--- WRITTEN REQUEST ---
Return every line of the records below that contains the string "lamp". Case counts.

--- STORED RECORDS ---
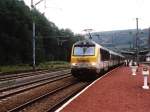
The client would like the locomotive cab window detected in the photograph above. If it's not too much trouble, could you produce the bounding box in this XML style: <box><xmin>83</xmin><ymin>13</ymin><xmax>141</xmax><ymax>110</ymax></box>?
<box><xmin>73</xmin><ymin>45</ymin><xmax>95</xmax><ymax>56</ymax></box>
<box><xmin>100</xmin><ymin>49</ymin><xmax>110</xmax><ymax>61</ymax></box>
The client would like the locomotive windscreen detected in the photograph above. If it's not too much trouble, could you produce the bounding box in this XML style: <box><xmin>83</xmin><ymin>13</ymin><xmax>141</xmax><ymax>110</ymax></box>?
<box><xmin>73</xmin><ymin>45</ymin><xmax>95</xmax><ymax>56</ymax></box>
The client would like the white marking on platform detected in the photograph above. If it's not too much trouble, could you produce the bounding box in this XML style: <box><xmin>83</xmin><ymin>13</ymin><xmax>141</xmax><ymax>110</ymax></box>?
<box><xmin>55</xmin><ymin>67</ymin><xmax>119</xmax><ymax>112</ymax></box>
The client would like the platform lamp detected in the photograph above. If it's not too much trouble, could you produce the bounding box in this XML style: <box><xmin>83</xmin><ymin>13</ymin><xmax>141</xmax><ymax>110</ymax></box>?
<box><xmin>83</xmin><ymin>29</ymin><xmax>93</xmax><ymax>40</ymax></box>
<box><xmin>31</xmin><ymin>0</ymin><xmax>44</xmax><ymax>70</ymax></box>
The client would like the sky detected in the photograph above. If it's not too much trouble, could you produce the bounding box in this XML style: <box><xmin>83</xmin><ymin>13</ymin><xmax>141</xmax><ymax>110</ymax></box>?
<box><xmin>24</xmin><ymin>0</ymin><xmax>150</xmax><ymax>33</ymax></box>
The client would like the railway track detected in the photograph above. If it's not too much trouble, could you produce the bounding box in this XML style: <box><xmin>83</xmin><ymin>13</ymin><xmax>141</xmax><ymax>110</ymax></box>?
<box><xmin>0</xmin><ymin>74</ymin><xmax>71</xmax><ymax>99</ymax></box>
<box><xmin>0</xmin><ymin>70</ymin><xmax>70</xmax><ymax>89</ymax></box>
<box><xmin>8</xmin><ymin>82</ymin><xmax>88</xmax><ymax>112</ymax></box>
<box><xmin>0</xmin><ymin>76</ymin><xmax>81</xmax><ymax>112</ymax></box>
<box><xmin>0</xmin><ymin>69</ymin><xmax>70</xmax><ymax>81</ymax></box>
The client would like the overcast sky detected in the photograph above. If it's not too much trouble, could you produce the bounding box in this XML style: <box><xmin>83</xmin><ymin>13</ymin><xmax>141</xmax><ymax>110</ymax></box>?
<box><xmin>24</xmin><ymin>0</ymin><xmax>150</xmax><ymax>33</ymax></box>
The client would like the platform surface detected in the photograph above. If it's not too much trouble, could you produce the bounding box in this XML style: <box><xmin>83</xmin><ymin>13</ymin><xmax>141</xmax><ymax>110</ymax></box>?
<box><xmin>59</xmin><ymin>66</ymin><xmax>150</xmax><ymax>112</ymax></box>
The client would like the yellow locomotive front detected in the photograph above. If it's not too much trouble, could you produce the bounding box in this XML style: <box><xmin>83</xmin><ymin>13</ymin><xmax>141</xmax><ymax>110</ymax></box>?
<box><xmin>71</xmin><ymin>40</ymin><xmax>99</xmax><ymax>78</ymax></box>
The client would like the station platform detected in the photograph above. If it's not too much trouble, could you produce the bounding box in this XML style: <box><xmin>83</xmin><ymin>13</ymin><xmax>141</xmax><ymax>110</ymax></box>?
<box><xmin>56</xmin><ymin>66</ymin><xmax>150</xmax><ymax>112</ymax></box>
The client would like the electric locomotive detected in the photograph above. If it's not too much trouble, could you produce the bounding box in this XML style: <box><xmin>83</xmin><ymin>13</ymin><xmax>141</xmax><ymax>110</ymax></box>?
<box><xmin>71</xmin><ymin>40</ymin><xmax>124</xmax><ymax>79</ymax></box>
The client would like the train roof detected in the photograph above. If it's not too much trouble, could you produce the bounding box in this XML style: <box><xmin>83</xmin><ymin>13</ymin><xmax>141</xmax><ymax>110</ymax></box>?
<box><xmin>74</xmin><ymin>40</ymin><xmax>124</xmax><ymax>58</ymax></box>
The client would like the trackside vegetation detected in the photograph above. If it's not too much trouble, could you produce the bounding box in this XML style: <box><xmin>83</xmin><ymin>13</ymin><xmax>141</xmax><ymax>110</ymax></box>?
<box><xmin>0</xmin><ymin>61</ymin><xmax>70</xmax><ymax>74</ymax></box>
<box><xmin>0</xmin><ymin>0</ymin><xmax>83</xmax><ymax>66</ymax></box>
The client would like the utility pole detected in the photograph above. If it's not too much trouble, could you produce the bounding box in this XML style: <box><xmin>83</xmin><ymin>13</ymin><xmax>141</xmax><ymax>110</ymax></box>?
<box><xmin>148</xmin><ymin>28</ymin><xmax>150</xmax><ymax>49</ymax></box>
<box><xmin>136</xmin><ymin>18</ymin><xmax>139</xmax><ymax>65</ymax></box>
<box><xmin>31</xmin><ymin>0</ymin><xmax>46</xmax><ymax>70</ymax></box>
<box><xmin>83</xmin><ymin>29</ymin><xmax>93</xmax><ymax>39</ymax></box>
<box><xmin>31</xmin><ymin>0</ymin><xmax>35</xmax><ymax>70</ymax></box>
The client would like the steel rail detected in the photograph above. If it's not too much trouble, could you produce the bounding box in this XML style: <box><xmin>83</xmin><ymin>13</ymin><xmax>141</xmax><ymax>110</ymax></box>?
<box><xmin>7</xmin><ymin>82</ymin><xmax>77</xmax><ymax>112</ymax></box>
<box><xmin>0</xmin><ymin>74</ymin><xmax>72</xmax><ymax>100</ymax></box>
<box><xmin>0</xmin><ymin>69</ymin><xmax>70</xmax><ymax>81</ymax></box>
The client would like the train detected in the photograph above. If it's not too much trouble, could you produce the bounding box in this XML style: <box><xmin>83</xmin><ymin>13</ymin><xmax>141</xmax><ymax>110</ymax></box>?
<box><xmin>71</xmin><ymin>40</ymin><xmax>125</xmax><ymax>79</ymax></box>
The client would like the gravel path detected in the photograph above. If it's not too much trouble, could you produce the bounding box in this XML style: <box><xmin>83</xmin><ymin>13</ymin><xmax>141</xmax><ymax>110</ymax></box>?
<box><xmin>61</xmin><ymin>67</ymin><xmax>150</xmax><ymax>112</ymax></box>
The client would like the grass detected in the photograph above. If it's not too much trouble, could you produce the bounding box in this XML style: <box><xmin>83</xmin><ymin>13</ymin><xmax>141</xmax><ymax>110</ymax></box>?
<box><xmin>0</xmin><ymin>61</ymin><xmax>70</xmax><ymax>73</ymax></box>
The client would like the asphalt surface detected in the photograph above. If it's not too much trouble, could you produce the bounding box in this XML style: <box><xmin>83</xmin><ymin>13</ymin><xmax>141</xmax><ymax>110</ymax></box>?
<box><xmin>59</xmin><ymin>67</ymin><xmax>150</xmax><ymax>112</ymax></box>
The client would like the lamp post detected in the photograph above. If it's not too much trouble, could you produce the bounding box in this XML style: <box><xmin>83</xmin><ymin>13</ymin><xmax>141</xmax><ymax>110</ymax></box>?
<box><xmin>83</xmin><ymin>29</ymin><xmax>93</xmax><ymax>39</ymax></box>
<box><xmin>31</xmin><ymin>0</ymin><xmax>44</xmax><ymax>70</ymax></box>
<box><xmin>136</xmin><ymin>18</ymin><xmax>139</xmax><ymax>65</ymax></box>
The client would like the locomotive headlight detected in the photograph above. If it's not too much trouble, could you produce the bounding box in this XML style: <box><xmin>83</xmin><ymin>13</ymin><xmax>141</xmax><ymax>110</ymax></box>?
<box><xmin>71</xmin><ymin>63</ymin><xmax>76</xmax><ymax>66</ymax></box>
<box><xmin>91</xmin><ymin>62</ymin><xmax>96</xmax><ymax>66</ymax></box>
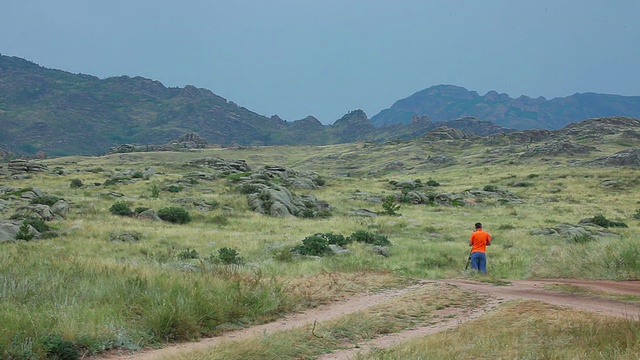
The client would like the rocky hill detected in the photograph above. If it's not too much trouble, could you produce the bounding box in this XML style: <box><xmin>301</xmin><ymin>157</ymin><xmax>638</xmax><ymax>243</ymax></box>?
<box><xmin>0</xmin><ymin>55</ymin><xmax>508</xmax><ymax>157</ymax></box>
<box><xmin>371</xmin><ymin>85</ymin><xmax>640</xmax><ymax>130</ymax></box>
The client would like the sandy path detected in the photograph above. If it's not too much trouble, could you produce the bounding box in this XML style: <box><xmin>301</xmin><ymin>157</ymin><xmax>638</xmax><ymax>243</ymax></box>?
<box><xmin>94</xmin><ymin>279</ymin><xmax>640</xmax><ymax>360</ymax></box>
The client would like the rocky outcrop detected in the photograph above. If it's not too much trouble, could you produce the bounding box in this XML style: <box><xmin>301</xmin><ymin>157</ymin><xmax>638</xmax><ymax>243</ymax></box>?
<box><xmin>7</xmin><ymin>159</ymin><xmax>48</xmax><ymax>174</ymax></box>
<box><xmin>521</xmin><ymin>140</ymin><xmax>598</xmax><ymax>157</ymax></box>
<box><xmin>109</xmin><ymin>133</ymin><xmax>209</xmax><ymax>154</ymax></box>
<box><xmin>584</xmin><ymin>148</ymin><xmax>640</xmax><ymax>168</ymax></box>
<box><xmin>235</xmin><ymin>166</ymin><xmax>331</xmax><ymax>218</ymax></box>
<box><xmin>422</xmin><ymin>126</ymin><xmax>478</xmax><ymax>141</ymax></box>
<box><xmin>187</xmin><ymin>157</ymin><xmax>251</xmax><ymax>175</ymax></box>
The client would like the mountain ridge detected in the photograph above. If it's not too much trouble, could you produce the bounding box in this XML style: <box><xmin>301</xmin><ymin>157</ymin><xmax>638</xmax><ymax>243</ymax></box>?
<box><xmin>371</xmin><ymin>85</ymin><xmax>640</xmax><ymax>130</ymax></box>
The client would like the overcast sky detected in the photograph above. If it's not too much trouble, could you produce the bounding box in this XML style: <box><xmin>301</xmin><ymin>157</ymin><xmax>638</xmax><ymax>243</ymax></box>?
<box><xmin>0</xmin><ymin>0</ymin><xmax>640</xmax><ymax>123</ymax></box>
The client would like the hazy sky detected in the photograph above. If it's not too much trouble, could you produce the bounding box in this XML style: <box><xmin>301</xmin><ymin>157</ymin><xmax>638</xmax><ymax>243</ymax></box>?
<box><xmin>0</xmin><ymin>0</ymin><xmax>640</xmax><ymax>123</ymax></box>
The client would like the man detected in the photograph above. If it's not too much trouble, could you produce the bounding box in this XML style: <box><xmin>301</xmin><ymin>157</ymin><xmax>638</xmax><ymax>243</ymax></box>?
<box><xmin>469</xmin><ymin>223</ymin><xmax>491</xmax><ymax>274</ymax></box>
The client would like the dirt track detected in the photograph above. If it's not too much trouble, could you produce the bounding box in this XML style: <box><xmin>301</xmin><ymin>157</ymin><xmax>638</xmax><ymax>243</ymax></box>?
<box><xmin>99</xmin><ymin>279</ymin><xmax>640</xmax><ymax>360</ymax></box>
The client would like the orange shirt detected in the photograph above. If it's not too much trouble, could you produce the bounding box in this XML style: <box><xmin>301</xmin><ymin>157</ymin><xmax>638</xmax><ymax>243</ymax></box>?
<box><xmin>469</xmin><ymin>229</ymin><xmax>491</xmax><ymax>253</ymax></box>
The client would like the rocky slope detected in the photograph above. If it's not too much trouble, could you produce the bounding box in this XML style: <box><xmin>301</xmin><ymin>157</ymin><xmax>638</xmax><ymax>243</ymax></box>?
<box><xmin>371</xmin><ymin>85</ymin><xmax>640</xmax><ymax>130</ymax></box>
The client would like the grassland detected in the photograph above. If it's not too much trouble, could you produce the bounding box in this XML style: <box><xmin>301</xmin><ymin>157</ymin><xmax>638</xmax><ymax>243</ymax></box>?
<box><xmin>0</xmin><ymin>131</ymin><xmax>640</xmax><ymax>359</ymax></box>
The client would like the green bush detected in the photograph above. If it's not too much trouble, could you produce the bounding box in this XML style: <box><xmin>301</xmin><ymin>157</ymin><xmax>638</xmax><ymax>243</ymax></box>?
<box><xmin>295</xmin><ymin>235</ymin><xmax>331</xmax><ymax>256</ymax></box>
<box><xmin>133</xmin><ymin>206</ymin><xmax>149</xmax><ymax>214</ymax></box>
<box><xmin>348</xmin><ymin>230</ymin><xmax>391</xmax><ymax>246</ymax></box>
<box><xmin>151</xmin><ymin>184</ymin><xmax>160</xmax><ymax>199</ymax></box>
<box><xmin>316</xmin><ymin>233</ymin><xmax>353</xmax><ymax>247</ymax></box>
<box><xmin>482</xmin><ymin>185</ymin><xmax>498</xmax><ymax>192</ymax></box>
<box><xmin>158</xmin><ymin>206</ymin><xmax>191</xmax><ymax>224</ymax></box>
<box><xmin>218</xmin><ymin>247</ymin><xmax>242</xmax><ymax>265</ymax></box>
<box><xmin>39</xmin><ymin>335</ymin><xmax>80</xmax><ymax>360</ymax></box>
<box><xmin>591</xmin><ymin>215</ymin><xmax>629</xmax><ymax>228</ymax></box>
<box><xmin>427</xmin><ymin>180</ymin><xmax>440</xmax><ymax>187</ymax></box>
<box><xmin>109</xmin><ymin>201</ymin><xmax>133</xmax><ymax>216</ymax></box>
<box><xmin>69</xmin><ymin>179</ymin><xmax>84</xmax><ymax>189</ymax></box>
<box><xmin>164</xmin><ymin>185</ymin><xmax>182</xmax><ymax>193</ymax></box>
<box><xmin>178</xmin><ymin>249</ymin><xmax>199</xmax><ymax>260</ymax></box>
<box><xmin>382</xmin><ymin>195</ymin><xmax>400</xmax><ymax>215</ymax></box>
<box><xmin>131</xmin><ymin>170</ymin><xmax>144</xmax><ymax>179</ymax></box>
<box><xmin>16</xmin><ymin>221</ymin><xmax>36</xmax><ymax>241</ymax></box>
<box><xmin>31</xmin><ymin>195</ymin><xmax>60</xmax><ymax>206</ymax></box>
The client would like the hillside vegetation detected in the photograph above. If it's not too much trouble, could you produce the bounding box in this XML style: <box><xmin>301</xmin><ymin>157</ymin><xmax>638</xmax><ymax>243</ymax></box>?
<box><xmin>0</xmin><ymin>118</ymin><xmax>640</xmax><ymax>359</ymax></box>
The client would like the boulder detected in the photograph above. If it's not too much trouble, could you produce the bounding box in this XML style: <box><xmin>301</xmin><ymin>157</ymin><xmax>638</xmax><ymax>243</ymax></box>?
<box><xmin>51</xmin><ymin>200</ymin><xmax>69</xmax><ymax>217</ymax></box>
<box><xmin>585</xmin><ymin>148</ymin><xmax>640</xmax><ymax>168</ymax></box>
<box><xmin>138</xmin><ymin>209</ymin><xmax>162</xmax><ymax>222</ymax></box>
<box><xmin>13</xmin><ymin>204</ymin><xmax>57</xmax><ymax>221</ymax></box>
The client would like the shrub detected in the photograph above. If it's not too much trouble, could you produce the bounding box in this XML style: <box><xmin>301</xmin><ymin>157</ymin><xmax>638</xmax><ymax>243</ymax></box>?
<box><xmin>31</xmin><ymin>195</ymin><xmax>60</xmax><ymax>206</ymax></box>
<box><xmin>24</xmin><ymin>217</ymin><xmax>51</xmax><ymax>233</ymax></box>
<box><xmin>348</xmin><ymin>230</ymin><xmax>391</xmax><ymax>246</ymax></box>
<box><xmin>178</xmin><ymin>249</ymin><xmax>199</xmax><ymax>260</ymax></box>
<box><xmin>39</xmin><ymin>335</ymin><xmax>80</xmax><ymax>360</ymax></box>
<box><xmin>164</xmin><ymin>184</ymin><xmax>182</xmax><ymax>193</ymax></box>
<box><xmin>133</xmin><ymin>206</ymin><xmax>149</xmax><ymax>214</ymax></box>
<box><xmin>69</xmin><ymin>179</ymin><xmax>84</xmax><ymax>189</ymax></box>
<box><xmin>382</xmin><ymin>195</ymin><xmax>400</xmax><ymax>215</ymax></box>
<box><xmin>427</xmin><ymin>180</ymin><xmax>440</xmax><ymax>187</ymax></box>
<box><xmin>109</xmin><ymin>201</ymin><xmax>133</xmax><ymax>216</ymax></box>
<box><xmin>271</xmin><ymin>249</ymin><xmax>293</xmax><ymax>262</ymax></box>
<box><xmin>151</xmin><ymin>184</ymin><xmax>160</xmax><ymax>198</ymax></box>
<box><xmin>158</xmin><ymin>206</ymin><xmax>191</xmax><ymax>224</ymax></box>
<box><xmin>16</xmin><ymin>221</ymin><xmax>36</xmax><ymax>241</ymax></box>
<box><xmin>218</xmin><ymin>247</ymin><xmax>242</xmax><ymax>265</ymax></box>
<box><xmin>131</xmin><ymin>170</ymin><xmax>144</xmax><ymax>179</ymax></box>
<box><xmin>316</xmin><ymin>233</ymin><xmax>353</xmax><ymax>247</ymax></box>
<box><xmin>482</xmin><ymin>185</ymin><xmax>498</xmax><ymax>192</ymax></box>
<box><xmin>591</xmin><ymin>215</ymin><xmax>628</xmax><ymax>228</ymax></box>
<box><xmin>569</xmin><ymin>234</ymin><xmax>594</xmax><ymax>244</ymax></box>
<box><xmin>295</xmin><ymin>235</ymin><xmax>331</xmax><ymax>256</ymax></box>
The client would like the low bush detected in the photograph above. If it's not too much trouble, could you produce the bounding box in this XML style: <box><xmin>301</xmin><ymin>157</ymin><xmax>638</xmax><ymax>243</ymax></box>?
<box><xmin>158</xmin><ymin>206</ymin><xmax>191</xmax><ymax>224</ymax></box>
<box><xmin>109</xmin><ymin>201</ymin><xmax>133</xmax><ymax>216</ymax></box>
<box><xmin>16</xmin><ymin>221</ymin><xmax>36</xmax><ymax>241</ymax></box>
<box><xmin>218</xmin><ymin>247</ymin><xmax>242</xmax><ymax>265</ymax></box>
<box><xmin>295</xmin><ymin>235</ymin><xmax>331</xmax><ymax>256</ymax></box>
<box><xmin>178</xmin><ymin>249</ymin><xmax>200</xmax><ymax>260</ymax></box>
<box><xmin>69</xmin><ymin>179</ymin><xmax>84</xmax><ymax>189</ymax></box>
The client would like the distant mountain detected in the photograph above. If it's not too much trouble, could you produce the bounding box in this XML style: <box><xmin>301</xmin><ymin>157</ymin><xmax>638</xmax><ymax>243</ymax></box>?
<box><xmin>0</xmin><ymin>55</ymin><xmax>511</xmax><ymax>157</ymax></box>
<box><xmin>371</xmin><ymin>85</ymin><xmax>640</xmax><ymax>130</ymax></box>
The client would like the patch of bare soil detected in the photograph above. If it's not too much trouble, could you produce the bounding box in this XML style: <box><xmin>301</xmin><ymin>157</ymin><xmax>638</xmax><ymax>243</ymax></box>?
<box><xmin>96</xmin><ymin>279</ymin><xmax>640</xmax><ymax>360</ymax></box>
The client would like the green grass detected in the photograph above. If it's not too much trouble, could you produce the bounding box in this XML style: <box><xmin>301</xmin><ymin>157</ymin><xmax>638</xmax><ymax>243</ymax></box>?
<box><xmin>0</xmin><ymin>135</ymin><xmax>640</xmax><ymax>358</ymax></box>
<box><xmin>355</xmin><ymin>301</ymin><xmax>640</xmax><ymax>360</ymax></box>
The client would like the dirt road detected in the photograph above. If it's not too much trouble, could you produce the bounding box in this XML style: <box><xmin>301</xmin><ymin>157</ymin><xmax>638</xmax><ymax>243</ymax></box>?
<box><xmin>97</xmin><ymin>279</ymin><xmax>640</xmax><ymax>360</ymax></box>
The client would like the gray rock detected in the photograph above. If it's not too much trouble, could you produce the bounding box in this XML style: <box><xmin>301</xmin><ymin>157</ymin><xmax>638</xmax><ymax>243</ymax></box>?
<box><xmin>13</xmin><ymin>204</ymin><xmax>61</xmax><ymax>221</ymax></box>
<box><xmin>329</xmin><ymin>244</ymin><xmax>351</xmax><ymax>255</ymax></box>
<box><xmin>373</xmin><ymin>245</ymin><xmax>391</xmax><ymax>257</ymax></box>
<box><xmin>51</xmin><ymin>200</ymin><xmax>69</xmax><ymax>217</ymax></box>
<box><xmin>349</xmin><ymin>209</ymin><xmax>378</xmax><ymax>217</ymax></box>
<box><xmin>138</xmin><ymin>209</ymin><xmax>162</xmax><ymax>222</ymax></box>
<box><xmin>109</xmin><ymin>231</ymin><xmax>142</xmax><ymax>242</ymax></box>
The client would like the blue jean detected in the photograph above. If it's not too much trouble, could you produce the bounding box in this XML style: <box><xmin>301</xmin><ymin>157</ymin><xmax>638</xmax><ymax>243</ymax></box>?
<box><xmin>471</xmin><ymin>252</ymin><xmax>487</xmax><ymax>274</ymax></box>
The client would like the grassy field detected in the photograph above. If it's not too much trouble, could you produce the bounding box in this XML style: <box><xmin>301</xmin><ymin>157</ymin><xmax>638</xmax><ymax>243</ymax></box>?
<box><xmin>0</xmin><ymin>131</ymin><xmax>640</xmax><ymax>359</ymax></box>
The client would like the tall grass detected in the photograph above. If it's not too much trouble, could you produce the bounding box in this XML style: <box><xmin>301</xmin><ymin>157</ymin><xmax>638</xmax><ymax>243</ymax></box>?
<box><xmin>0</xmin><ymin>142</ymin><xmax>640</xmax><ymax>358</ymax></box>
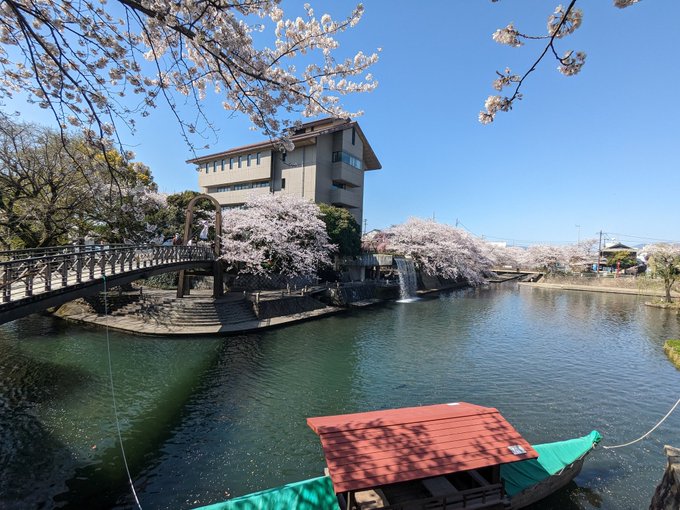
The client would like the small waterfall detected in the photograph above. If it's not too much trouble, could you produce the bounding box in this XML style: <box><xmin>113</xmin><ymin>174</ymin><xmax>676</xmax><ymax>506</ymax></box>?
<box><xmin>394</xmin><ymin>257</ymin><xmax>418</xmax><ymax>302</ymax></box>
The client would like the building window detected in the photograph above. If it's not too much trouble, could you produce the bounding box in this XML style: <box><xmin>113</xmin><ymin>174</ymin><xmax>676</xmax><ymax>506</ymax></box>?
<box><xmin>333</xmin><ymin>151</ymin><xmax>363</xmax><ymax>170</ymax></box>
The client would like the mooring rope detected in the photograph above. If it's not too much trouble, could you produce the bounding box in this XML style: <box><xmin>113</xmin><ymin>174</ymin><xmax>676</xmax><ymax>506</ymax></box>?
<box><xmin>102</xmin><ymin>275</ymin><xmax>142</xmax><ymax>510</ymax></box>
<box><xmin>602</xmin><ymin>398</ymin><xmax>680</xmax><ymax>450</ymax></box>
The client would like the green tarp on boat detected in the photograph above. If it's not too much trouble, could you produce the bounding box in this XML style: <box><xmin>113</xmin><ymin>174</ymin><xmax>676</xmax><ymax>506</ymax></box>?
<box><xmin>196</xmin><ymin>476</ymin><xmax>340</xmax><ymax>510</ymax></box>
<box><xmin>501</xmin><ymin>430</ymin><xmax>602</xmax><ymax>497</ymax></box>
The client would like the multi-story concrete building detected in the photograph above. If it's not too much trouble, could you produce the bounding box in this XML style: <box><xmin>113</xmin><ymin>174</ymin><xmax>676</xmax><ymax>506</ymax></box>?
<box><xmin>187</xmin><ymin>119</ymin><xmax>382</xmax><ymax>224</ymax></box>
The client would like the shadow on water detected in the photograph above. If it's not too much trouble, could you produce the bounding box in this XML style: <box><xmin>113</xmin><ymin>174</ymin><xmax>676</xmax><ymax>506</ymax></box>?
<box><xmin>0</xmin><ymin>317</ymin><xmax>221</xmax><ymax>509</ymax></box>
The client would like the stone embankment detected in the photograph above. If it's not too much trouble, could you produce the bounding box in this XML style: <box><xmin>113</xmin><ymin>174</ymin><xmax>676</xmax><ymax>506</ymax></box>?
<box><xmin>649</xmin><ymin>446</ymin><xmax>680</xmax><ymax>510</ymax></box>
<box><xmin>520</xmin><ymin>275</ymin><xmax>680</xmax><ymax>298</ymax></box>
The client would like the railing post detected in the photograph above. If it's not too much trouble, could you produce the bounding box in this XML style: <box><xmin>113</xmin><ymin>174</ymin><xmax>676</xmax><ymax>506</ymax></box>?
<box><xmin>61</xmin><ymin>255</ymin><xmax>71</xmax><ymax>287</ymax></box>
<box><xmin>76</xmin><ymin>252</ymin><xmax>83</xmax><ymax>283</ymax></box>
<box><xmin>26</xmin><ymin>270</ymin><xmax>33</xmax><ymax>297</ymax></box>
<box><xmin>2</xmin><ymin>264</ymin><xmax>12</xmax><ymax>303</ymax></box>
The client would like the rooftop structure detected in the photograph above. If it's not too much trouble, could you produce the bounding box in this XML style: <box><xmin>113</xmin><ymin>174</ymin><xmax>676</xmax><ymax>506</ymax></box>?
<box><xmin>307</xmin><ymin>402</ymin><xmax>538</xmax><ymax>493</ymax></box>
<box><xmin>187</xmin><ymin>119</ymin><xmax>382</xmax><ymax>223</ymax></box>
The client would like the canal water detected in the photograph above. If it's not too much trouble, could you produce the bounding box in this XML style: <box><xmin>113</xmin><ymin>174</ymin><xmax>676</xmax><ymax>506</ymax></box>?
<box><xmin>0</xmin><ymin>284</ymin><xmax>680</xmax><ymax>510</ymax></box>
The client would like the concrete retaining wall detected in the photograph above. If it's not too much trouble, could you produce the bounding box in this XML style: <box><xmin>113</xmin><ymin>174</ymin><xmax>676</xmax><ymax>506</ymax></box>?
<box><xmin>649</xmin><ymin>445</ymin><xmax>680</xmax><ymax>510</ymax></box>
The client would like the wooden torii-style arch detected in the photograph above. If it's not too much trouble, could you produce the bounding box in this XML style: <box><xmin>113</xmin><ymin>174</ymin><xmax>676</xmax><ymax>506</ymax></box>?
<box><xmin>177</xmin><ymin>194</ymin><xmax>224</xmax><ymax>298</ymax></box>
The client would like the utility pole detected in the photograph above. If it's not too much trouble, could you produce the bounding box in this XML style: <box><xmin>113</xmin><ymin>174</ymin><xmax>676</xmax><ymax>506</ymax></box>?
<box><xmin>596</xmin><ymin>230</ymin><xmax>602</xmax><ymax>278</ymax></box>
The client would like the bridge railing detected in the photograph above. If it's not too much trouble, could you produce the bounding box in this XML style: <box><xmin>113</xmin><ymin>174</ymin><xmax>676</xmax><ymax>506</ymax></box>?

--- FINISHED ANSWER ---
The client would like the platform lamp detected in the photograph above. If it's not too much trouble, could you produce the bounding box in this XML style: <box><xmin>83</xmin><ymin>13</ymin><xmax>141</xmax><ymax>110</ymax></box>?
The client would like the lamp post detected in the photograph above. If it's not too much trouble, could you produce the bounding box in this XML style: <box><xmin>83</xmin><ymin>13</ymin><xmax>141</xmax><ymax>110</ymax></box>?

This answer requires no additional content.